Some close relatives can be hard to distinguish. Take the extensive Anopheles family of mosquitoes: until recently, Anopheles coluzzii and A. gambiae mosquitoes were thought to be members of the same species because they are almost perfectly identical. Yet, despite sharing much of the same geographical range, they rarely, if ever, interbreed – even when mingling in the same habitat. Somehow, members of the two species manage to select out the correct mates despite their similarities. Patricio Simões from the University of Brighton, UK, wondered whether A. coluzzii and A. gambiae suitors fine tune their elaborate courtship displays to distinguish themselves from each other in the ears of their intendeds.
When a male Anopheles mosquito picks up the distinctive tone of an approaching female, he begins to serenade by speeding up his wing beats before rapidly increasing and decreasing the wing beat frequency (known as rapid frequency modulation) to produce a whining refrain that woos the lady. Would Simões and his colleagues Gabriella Gibson and Ian Russell find differences between the species’ melodies that could help the females select the right suitor? Playing the seductive tone of an approaching female to individual males in an enclosure, the trio recorded the males’ responses. However, the trio found that the love songs from males of the two species were essentially indistinguishable. In both cases, the males accelerated their wing beat frequencies at rates in excess of 1250 Hz s−1 before warbling up and down ∼12 times per second and maintaining the solo for up to 2 s; so A. coluzzii and A. gambiae females cannot rely on the males’ serenades to select suitors of the correct species.

WORK TO COMPLETE:
- 1) According to the mosquito text, why can A. coluzzii and A. gambiae females not rely on the males' serenades to pick a suitor of the correct species? Answer in one to three sentences.
- 2) Swap "interbreed" for "hybridize" in the part of the mosquito text starting at "Some close relatives" and ending at "of their intendeds.", and write that part out.
Base your answers on the mosquito text alone.

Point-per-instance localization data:
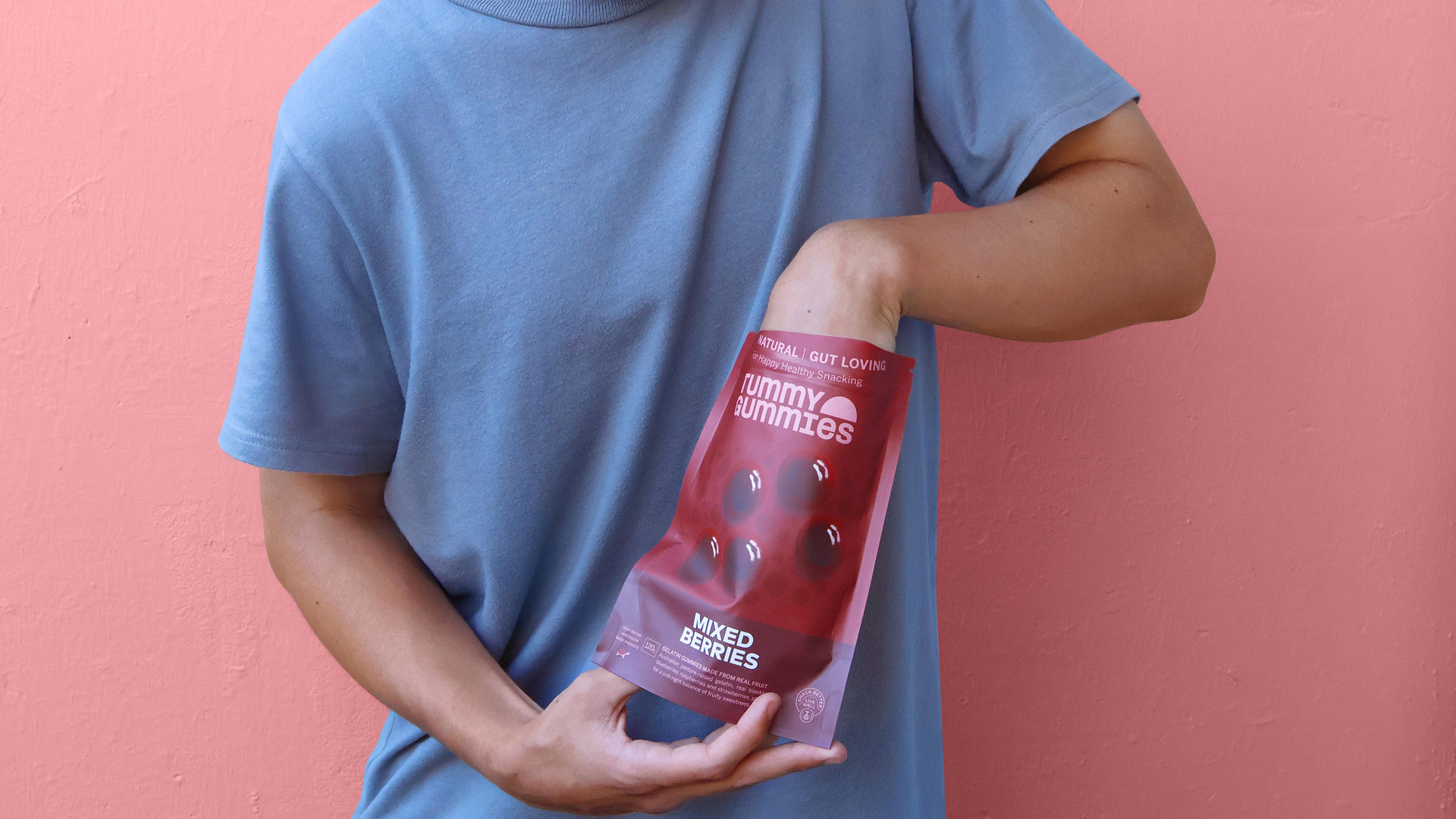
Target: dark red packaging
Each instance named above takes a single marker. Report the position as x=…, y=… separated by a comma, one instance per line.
x=761, y=580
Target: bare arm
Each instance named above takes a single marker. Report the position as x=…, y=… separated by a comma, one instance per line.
x=1104, y=235
x=381, y=613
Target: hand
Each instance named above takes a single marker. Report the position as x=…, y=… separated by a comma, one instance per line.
x=846, y=281
x=576, y=755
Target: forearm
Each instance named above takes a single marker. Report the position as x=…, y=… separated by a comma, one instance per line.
x=382, y=615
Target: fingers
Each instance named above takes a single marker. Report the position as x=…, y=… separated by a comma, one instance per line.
x=704, y=761
x=759, y=767
x=774, y=763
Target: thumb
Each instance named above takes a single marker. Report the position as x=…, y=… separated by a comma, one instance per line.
x=601, y=691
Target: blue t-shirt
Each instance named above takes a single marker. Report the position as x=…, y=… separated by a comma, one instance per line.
x=510, y=249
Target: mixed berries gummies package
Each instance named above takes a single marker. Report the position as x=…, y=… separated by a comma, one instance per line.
x=761, y=580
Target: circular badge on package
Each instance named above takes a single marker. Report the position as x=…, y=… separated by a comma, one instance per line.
x=810, y=703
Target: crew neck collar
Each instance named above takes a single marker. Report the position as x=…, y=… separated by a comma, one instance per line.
x=557, y=14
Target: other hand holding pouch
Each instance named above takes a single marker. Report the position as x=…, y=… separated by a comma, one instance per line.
x=761, y=580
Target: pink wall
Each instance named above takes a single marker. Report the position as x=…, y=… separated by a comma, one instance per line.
x=1197, y=570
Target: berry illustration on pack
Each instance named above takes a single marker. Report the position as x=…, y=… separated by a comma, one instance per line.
x=761, y=580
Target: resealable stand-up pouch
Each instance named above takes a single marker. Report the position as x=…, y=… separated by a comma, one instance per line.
x=761, y=580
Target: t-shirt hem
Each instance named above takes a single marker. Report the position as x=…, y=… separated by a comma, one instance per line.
x=302, y=457
x=1056, y=123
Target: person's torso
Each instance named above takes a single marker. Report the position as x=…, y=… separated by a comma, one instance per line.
x=570, y=231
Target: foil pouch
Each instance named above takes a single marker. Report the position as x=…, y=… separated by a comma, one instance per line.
x=761, y=580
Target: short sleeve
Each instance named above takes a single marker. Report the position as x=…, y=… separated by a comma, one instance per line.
x=316, y=390
x=998, y=83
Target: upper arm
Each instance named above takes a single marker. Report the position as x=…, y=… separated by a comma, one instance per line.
x=1122, y=136
x=291, y=499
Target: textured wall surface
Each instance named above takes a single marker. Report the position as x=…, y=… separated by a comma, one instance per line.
x=1191, y=570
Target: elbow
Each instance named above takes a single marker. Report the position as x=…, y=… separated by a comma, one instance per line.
x=1188, y=268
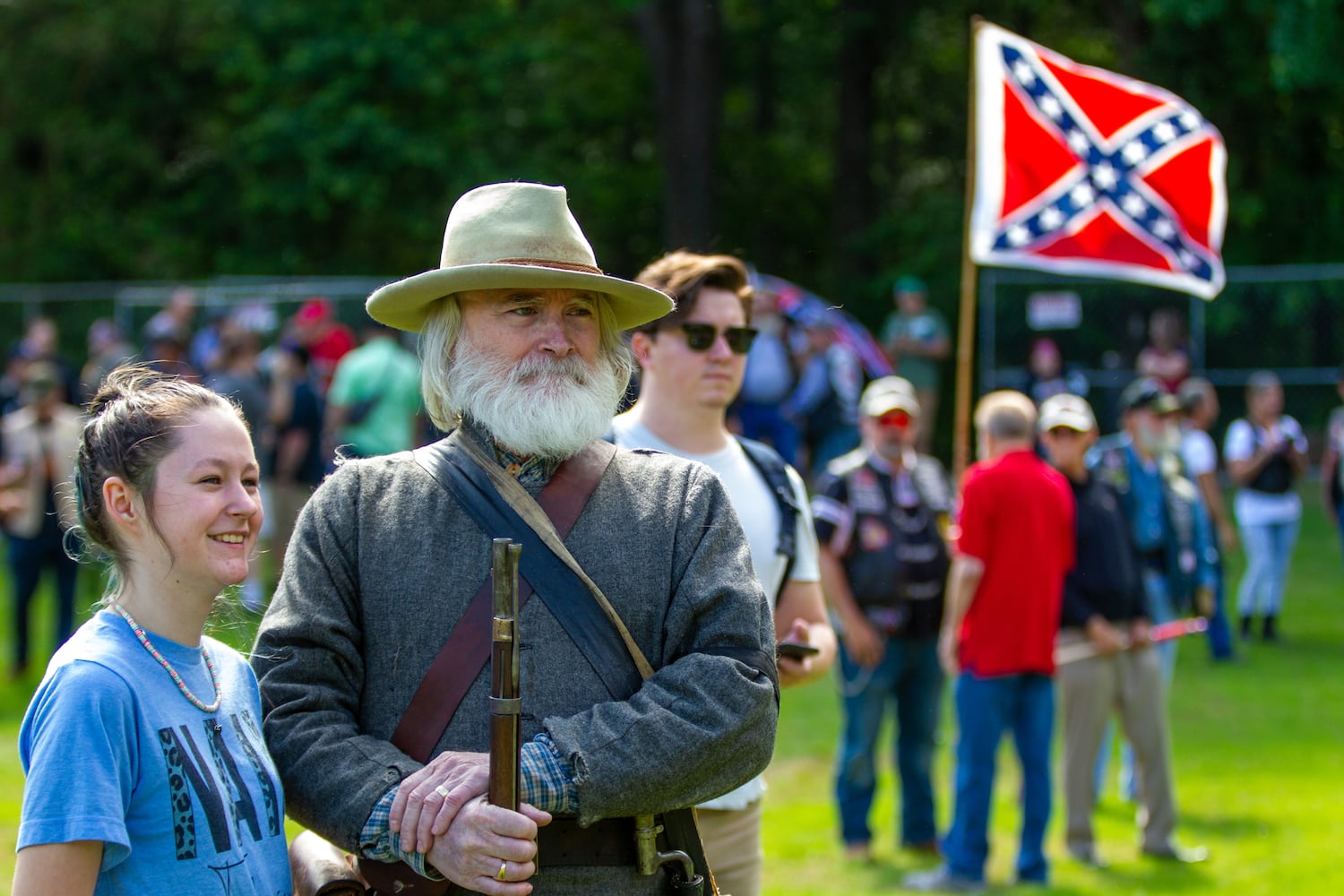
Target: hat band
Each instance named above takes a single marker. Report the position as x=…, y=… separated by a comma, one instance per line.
x=551, y=263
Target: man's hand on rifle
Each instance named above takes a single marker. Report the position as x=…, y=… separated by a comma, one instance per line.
x=427, y=799
x=1105, y=637
x=489, y=849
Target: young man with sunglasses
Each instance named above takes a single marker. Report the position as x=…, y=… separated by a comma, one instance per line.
x=883, y=570
x=691, y=365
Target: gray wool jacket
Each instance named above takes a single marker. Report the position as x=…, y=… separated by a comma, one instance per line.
x=382, y=564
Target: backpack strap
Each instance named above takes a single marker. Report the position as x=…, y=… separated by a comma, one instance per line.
x=776, y=473
x=468, y=646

RESULTS BY TASK:
- 1) The love songs from males of the two species were essentially indistinguishable. In both species, the males accelerated their wing beat frequencies at rates above 1250 Hz s−1, warbled up and down about 12 times per second, and kept the solo going for up to 2 s.

- 2)
Some close relatives can be hard to distinguish. Take the extensive Anopheles family of mosquitoes: until recently, Anopheles coluzzii and A. gambiae mosquitoes were thought to be members of the same species because they are almost perfectly identical. Yet, despite sharing much of the same geographical range, they rarely, if ever, hybridize – even when mingling in the same habitat. Somehow, members of the two species manage to select out the correct mates despite their similarities. Patricio Simões from the University of Brighton, UK, wondered whether A. coluzzii and A. gambiae suitors fine tune their elaborate courtship displays to distinguish themselves from each other in the ears of their intendeds.